> [Reading text]
────

Looking for hotel rooms? 

//One guy said what he does is to go get the Denver Post before the Sunday edition is actually delivered (I think you can get it the night before) and then call all the hotels before others get their paper.


----------



## ColoradoVeloDude

Bocephus Jones II said:


> Looking for hotel rooms?
> 
> //One guy said what he does is to go get the Denver Post before the Sunday edition is actually delivered (I think you can get it the night before) and then call all the hotels before others get their paper.



I always camp on RTR. But, knowing the route is a good thing. I usually pick up the Sunday post on Saturday evening to get the scoop on the route -- it is usually delivered to places like 7-11 then.


----------



## Mootsie

Bocephus Jones II said:
 

> Looking for hotel rooms?
> 
> //One guy said what he does is to go get the Denver Post before the Sunday edition is actually delivered (I think you can get it the night before) and then call all the hotels before others get their paper.


Yep, that's the way to do it. Buy the Sunday paper at the grocery store on Saturday and you'll be miles (no pun intended) ahead of most of the crowd. Then all you have to do is get picked in the lottery......


----------



## wasserbox

ColoradoVeloDude said:


> But, the 2009 BTC route goes over much of the same territory that RTR did last year.


I've done almost all those rides on the BTC route.... but not back to back.

That route is IN SANE. Over Grand Mesa, the evil Montrose to CB w/ headwind, Cottonwood... Independence.. 

Then the last day - 100 mi with 11K of climbing.

I'm interested to see what RTR puts out this year.


----------



## ColoradoVeloDude

wasserbox said:


> I've done almost all those rides on the BTC route.... but not back to back.
> 
> That route is IN SANE. Over Grand Mesa, the evil Montrose to CB w/ headwind, Cottonwood... Independence..
> 
> Then the last day - 100 mi with 11K of climbing.
> 
> I'm interested to see what RTR puts out this year.


I agree - the BTC guy told me that the way that BTC goes over Grand mesa this year was "the easy way." I did RTR in 2005 and did that ride over Grand Mesa - it was a grind to Delta. The 2008 BTC the first day was from Durango to Ouray and that was a nice ride, but no picnic (Coal Bank, Molas, and Red Mountain Passes). The first day of the 2007 RTR was 98 miles Frisco to Steamboat Springs with Rabbit Ears pass the last 15 or 20 miles - doable but not the kind of climbing you want to do after 70 miles in the saddle. 

OK, so we do these rides for our own glory - it's us with our machine versus the road and the mountains. There is something poetic in doing these efforts, more like a saga of epic and heroic proportions - like Hercules doing his labors. 

The nice thing in all these rides is:

a) You are outside for a week and I mean completely outside

b) It's you and the road and the next stop to get to -- nothing else is on your agenda

d) You see parts of Colorado from a vantage point that very few people ever bothered to take time to do. Low and slow in a bicycle seat along with the weather. Not fast in a closed air-conditioned environment with a stereo blasting

e) There is about 1500 miles of training you have to do to get to the place where you are going to be in shape to do the ride. That's a lot of mind clearing time. Therapeutic if you have one of those "knowledge worker" jobs sitting on your butt all day long.

f) The tempo of your life slows down for a bit and you get into the rhythm of the day - up with the sunrise and closing the day with the sunset and not trying to keep the day alive longer with artificial light or stimulation from your TV set.

────

> [Data supplied]

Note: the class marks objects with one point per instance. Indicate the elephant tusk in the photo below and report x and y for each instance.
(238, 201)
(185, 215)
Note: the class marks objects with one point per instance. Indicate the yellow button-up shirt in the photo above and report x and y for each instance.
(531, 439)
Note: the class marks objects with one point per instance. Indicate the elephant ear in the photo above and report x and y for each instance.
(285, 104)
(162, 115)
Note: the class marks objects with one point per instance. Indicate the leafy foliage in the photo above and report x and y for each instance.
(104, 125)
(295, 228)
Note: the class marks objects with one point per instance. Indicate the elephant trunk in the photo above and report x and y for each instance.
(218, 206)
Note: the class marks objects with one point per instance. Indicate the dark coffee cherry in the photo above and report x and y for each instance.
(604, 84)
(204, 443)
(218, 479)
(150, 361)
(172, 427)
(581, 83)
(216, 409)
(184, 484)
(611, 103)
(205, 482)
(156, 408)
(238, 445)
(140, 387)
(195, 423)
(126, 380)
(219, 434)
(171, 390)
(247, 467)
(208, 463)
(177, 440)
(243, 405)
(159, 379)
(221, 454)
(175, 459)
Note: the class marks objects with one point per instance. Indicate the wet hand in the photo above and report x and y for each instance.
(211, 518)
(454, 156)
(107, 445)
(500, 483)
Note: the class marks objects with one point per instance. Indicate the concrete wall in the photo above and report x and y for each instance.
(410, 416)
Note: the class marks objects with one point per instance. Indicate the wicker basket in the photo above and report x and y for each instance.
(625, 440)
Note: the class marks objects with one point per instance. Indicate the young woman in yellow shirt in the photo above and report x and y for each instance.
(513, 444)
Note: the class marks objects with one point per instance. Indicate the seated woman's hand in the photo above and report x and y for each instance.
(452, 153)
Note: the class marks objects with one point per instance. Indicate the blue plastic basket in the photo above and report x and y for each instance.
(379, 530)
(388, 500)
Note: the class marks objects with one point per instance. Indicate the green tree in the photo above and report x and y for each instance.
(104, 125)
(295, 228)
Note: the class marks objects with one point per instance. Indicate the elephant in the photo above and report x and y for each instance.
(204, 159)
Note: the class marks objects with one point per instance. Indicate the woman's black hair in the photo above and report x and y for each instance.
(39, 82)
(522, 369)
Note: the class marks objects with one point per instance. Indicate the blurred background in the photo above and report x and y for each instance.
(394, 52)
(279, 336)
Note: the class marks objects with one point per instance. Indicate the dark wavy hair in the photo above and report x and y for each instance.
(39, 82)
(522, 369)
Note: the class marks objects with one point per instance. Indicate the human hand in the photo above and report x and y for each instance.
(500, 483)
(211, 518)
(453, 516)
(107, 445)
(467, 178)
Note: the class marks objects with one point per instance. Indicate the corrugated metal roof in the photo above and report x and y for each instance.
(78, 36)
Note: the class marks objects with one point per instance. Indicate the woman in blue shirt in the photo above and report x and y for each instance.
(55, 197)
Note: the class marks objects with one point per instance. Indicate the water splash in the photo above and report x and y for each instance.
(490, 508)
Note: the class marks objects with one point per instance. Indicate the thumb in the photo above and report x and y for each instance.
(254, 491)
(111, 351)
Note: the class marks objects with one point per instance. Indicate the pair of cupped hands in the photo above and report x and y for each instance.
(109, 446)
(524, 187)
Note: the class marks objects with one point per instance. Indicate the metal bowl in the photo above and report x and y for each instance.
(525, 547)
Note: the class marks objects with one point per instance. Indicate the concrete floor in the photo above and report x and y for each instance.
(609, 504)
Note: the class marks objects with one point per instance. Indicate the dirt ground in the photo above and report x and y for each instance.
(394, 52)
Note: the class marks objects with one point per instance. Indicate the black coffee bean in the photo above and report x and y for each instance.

────

> [Apply what you read]
- 1) Decide whether each statement below agrees with the forum thread about Colorado bike tours, answering yes or no and quoting the words of the thread that settle it: (a) ColoradoVeloDude camps on RTR. (b) The first day of the 2008 BTC ran from Durango to Ouray. (c) The last day of the BTC route is 100 miles with 15K of climbing.
- 2) Reproduce the passage of the forum thread from "Yep, that's the" up to and including "in the lottery......".

> [Answers in order]
- 1)
(a) Yes: "I always camp on RTR."
(b) Yes: "The 2008 BTC the first day was from Durango to Ouray"
(c) No: "Then the last day - 100 mi with 11K of climbing."

- 2)
Yep, that's the way to do it. Buy the Sunday paper at the grocery store on Saturday and you'll be miles (no pun intended) ahead of most of the crowd. Then all you have to do is get picked in the lottery......